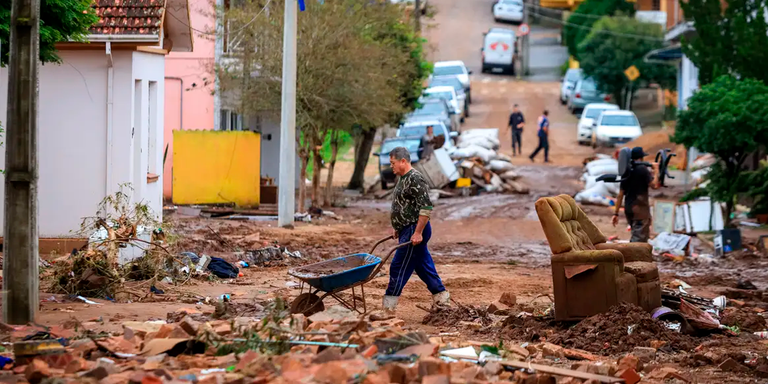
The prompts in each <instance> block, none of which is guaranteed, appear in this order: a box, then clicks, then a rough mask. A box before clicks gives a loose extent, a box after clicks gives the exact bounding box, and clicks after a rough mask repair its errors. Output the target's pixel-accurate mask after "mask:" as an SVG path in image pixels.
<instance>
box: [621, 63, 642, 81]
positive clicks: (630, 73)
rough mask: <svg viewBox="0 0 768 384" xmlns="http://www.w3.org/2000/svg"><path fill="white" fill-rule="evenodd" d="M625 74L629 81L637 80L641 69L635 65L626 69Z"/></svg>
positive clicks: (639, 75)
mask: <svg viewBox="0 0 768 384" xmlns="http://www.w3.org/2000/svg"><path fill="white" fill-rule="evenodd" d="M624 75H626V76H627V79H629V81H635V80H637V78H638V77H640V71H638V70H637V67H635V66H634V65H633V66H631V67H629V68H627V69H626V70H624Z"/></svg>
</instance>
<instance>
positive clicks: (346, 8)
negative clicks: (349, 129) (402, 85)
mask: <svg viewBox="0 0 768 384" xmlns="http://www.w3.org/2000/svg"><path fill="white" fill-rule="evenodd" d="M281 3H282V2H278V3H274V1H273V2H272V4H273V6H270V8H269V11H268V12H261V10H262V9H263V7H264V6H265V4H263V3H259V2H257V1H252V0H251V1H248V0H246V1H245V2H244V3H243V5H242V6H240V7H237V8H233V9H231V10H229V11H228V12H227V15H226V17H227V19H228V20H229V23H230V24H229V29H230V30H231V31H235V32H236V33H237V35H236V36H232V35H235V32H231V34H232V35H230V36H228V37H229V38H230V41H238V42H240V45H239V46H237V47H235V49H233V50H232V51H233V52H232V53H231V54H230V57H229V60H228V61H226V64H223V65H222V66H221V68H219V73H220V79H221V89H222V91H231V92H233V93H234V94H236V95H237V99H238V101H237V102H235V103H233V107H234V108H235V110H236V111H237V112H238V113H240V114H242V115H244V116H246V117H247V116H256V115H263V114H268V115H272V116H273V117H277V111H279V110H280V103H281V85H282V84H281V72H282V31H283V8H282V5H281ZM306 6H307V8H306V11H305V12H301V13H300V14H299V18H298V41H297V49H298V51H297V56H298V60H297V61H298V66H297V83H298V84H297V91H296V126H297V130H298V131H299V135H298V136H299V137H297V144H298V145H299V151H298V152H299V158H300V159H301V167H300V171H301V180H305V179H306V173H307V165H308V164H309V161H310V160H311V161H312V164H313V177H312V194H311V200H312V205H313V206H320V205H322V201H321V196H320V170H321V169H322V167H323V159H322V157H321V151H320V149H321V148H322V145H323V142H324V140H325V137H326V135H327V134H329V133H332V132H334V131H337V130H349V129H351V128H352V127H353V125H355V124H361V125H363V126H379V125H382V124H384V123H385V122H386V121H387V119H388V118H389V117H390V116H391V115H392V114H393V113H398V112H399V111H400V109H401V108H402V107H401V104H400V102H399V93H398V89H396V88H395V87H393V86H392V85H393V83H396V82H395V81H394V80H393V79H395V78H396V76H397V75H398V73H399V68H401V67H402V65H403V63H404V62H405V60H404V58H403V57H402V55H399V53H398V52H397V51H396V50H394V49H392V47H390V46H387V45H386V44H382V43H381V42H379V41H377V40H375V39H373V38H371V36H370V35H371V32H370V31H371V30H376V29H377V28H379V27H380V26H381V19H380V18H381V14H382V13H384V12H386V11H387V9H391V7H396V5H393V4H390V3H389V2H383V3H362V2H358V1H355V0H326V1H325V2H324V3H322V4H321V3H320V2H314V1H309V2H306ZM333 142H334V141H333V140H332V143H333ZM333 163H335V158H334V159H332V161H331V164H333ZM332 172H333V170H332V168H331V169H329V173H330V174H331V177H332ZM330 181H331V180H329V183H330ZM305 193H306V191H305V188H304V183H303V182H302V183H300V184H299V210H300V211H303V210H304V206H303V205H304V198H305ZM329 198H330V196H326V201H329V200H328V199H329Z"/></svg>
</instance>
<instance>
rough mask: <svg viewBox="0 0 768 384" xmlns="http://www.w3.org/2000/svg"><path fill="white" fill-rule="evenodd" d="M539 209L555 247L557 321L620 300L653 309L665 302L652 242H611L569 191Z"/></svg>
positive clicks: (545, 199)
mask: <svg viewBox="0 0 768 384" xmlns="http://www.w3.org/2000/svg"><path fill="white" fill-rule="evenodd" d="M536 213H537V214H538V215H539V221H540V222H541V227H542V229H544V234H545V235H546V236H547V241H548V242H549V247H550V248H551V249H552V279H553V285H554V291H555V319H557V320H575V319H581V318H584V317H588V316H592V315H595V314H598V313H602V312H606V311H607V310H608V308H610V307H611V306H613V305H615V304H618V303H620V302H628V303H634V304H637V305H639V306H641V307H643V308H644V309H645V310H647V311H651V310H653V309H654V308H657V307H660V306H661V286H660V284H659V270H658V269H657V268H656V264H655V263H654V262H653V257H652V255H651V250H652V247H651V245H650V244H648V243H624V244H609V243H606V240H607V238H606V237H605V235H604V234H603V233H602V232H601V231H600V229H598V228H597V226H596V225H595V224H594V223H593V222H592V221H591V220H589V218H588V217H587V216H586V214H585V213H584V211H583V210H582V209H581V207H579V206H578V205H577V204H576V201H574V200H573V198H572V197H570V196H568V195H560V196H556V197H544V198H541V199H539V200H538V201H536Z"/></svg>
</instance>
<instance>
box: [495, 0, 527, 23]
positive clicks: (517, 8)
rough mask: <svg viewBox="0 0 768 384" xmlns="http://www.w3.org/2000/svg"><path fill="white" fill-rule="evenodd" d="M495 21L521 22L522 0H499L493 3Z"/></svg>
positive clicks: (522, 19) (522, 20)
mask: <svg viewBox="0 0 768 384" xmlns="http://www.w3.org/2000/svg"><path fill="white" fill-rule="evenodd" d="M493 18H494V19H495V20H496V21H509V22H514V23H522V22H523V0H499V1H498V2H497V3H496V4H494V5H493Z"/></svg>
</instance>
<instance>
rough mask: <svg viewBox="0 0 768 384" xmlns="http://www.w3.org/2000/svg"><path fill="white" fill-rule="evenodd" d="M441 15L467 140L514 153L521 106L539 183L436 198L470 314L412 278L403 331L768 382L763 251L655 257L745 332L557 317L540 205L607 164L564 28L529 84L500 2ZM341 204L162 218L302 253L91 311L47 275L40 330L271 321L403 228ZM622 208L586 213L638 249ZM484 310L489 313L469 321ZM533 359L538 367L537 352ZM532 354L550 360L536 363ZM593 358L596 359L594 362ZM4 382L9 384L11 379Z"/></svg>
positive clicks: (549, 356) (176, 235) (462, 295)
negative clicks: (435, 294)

What the task requires:
List every line of the data above that contains the word "clicks", treating uppercase and lowercase letters as different.

Task answer:
The prompts in each <instance> block, none of which is guaranteed, appear in this order: a box, then clicks, then a rough mask. A box before clicks gives a loose extent, a box after clicks gives the exact bounding box, and clicks after a rough mask repair its errors. Output the target's pixel-accurate mask after "mask:" as an SVG path in image pixels.
positive clicks: (630, 73)
positive clicks: (639, 75)
positive clicks: (346, 8)
negative clicks: (349, 129) (402, 85)
positive clicks: (545, 199)
positive clicks: (517, 8)
positive clicks: (522, 19) (522, 20)
positive clicks: (549, 356) (176, 235) (462, 295)
negative clicks: (435, 294)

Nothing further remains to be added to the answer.